EXERCISE INPUTS:
BEGIN
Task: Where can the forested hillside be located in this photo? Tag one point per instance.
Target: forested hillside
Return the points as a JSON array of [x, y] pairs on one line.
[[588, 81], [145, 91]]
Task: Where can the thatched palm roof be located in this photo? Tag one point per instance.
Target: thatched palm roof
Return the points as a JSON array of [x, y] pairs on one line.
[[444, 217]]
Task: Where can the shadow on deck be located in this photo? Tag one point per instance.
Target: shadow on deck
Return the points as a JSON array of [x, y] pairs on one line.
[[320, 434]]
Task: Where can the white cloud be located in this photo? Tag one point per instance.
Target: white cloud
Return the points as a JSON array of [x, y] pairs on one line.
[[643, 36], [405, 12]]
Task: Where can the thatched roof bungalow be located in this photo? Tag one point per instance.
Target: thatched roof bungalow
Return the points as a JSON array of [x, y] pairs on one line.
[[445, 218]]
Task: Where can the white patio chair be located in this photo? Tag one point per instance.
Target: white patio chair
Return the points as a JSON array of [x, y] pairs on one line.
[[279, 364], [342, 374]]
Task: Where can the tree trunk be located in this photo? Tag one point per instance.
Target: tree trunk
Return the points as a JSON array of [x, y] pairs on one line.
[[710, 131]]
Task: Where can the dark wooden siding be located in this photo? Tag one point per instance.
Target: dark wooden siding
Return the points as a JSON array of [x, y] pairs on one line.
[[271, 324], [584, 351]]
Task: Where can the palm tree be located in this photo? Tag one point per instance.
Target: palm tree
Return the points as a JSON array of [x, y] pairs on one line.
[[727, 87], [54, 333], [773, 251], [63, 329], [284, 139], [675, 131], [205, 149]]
END
BEGIN
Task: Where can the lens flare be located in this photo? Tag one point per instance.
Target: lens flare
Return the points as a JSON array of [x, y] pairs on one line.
END
BEGIN
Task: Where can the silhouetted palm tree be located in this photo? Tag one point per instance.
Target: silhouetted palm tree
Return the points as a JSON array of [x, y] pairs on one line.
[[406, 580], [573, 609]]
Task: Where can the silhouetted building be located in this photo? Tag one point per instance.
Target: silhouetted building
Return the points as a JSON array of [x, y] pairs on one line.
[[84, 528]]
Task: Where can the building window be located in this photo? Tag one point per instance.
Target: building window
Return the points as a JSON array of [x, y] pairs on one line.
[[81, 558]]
END
ASSIGNED TASK:
Working through the records above, copy each line in which "flare" is found.

RESPONSE TO THE EXERCISE:
Task: Where can the lens flare be located in this photo? Tag one point per instance.
Target: lens flare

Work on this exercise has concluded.